### 課題 A
以下の抜粋を読み、次の問いに答えてください。
(i) 社名とパーパスの変更に拒否権を持つ種類株式1株は、どの団体に付与されましたか。
(ii) 株式譲渡契約の締結により、カヤックは発行済株式の約何%を取得しましたか。
(iii) 原田英治の退任後、代表取締役の後任となる予定の人物は誰ですか。

== 読解用の抜粋

英治出版、買収受け入れに際してパーパスを守る「黄金株」を活用

組織文化を大切にする新たなM&Aの形をカヤックと実現、「組織の結婚式」も開催!

英治出版株式会社(本社:東京都渋谷区、代表取締役:原田英治)は本日、株式会社カヤック(本社:神奈川県鎌倉市、代表取締役CEO:柳澤大輔、東証グロース:3904、通称「面白法人カヤック」、以下「カヤック」)の子会社となり、同社グループ(「面白法人グループ」)に参画いたしましたのでお知らせいたします。

子会社化にあたり、社名とパーパスの変更に拒否権を持つ種類株式(いわゆる黄金株)1株を、従業員のみで構成する「一般社団法人英治出版をつなぐ会」に付与するなど、英治出版の組織文化とブランドを守り、パーパス経営と従業員参加を促す独自の仕組みを導入しました。また、刊行予定書籍をもとにカヤックと「組織の結婚式」を開催し、グループ加入による新たな門出を祝いました。

(撮影:佐藤純一さん)

■背景:独自の経営を続けてきた中、事業承継と事業機会拡大のため買収に合意

当社は「Publishing for Change “みんなのものにする”ことを通して人・組織・社会の未来づくりを応援する。」をパーパスに掲げ、ビジネス書や社会書を中心に独自色ある書籍コンテンツを生み出してきました。また、当社刊行の『ティール組織』などに象徴される、メンバー(従業員)の自律性と対話を重んじる組織運営に取り組んできました。

2022年8月以来、創業者からの事業承継を検討するとともに新たな事業機会を探索する中で、多様な領域でビジネスを展開するカヤックによる買収に合意し、同社のグループに参画することを決定(2月15日のお知らせを参照)。本日2月29日に既存株主との株式譲渡契約が締結され、発行済株式の約99.9%をカヤックが取得しました。なお、2024年5月開催予定の定時株主総会をもって創業者の原田英治は代表取締役を退任し、現取締役の高野達成が後任となる予定です。

■施策:ブランドとパーパスを守り、メンバーの経営参加を高める仕組みを導入

当社は出版企画の決定を全員の対話によって行い、人材採用や賞与分配等の意思決定にも全メンバーが主体的に関与する組織文化を築いてきました。子会社となるに当たっても、「英治出版らしさ」を保つこと、参加型の経営をさらに進めることを念頭に、社名とパーパスの変更について拒否権を持つ種類株式1株を、従業員のみで構成する一般社団法人英治出版をつなぐ会(従業員間で選出された下田理が代表理事に就任)に付与しました。また、子会社化した後も当社の経営・組織運営の自律性とメンバーの経営参加が尊重されることをカヤックと合意し、同社団法人も加えた三者間の合意書を締結しました。

====

### 課題 B
下のエントリのうち、「Can you spot the silver」を含む行から「x=118, y=253」を含む行までを、両端の行も含めてJSONの文字列リストに変換してください。1行を1つの文字列とし、空行は除いてください。

== データセットのエントリ

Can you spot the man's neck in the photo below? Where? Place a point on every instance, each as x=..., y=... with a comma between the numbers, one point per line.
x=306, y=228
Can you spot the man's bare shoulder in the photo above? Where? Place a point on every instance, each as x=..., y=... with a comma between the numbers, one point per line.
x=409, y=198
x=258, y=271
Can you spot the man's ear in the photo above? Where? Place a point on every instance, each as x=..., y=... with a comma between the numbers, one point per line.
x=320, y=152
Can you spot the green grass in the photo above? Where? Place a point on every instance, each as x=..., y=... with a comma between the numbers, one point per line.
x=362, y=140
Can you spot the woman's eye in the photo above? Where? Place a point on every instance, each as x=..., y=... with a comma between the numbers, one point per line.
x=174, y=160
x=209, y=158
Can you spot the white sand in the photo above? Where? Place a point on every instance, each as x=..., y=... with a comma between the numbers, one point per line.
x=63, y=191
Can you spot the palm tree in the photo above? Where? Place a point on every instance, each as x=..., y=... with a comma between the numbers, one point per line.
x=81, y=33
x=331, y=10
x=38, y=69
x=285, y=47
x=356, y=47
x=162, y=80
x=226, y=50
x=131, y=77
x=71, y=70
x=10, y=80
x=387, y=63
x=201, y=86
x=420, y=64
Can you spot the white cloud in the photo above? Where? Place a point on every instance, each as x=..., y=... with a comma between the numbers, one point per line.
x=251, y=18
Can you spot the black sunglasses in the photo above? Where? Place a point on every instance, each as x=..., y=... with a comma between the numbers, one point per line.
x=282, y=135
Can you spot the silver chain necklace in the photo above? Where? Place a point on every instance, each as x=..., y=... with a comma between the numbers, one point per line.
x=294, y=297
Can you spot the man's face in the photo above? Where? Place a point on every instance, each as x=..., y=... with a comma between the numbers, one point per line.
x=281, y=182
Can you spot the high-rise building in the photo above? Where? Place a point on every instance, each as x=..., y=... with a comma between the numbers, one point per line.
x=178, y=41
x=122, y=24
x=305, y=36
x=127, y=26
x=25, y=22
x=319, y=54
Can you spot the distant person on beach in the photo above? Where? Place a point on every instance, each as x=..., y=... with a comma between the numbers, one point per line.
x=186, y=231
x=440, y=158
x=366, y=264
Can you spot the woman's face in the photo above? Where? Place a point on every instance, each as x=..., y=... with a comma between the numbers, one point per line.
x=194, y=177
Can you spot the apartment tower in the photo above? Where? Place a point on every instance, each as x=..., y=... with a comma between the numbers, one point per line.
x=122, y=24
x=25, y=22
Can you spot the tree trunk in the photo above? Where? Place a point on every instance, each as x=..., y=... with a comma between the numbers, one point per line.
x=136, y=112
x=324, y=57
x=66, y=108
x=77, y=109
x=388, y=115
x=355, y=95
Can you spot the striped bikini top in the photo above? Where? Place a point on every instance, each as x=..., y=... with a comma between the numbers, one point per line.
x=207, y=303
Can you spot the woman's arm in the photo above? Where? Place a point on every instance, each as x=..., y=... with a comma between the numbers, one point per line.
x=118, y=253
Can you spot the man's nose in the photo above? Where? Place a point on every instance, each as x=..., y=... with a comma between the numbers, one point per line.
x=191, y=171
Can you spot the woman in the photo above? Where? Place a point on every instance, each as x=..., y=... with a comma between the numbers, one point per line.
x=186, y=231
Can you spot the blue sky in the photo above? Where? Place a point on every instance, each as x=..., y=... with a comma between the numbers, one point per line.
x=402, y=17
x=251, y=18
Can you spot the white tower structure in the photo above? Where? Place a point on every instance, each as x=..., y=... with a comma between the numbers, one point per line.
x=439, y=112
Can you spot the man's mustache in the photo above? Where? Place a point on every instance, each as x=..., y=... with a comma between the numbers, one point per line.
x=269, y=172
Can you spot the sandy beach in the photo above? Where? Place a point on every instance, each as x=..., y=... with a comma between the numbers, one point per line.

====

### 出力 A
(i) 一般社団法人英治出版をつなぐ会
(ii) 約99.9%
(iii) 高野達成

### 出力 B
[
  "Can you spot the silver chain necklace in the photo above? Where? Place a point on every instance, each as x=..., y=... with a comma between the numbers, one point per line.",
  "x=294, y=297",
  "Can you spot the man's face in the photo above? Where? Place a point on every instance, each as x=..., y=... with a comma between the numbers, one point per line.",
  "x=281, y=182",
  "Can you spot the high-rise building in the photo above? Where? Place a point on every instance, each as x=..., y=... with a comma between the numbers, one point per line.",
  "x=178, y=41",
  "x=122, y=24",
  "x=305, y=36",
  "x=127, y=26",
  "x=25, y=22",
  "x=319, y=54",
  "Can you spot the distant person on beach in the photo above? Where? Place a point on every instance, each as x=..., y=... with a comma between the numbers, one point per line.",
  "x=186, y=231",
  "x=440, y=158",
  "x=366, y=264",
  "Can you spot the woman's face in the photo above? Where? Place a point on every instance, each as x=..., y=... with a comma between the numbers, one point per line.",
  "x=194, y=177",
  "Can you spot the apartment tower in the photo above? Where? Place a point on every instance, each as x=..., y=... with a comma between the numbers, one point per line.",
  "x=122, y=24",
  "x=25, y=22",
  "Can you spot the tree trunk in the photo above? Where? Place a point on every instance, each as x=..., y=... with a comma between the numbers, one point per line.",
  "x=136, y=112",
  "x=324, y=57",
  "x=66, y=108",
  "x=77, y=109",
  "x=388, y=115",
  "x=355, y=95",
  "Can you spot the striped bikini top in the photo above? Where? Place a point on every instance, each as x=..., y=... with a comma between the numbers, one point per line.",
  "x=207, y=303",
  "Can you spot the woman's arm in the photo above? Where? Place a point on every instance, each as x=..., y=... with a comma between the numbers, one point per line.",
  "x=118, y=253"
]